AIM OF THE EXERCISE:
Reproduce the rows below word for word, from the first line through the line containing "point(515, 329)", both included. Leave the pictures out of your copy.

ITEMS:
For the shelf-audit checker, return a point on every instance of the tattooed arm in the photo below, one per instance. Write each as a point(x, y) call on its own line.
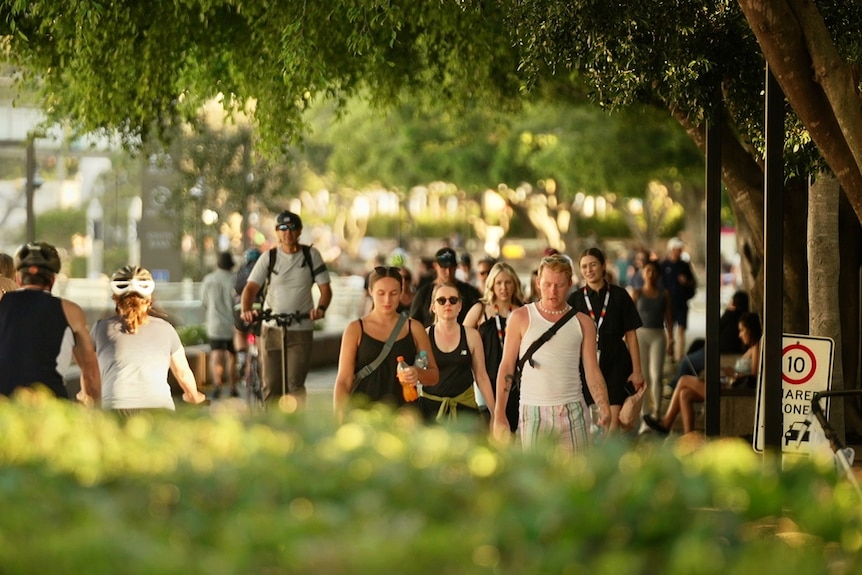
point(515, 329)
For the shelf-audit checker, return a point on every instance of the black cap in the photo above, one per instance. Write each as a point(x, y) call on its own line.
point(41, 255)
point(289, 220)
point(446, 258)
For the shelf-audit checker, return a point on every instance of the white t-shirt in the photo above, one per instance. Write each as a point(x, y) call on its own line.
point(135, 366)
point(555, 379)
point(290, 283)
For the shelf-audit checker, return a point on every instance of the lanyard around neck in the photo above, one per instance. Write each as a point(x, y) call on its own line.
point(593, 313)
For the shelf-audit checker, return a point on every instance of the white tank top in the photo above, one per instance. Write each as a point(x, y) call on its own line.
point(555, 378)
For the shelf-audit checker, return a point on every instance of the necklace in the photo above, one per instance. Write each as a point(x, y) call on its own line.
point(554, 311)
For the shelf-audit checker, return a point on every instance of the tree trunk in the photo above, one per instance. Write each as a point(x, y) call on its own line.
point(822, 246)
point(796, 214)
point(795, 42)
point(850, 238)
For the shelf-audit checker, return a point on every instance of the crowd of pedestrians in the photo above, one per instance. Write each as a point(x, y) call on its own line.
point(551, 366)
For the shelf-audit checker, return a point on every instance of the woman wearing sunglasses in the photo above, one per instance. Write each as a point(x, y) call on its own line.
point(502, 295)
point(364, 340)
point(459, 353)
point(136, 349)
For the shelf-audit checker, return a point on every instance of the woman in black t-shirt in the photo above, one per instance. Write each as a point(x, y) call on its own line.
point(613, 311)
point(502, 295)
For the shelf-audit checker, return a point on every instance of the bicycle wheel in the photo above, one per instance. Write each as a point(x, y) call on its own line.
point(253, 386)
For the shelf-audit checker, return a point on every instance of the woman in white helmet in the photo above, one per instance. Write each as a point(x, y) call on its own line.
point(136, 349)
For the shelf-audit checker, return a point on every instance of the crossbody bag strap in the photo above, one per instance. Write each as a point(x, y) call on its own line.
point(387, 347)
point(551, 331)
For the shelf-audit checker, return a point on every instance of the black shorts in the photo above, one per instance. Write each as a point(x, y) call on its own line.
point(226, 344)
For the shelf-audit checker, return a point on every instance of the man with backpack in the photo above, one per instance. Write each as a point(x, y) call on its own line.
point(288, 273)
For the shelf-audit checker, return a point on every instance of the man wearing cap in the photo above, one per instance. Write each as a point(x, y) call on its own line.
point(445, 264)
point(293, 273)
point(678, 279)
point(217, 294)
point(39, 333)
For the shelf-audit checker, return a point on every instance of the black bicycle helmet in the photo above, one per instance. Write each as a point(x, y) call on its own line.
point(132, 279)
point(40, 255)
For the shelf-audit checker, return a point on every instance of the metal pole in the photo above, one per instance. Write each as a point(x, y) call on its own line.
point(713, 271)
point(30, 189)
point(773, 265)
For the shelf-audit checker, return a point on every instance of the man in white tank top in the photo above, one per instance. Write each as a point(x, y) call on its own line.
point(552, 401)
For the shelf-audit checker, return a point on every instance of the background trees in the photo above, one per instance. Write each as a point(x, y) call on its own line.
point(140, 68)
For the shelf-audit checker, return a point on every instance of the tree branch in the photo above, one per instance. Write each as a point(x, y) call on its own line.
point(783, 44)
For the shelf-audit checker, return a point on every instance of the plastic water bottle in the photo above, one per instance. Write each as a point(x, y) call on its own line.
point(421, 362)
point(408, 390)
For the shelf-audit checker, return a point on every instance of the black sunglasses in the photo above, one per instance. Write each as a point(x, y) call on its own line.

EXPECTED OUTPUT:
For the shelf-audit checker, return a point on every instance of the tattooed arm in the photo below, one per instance. Write each as a point(x, y) call on its own line.
point(515, 329)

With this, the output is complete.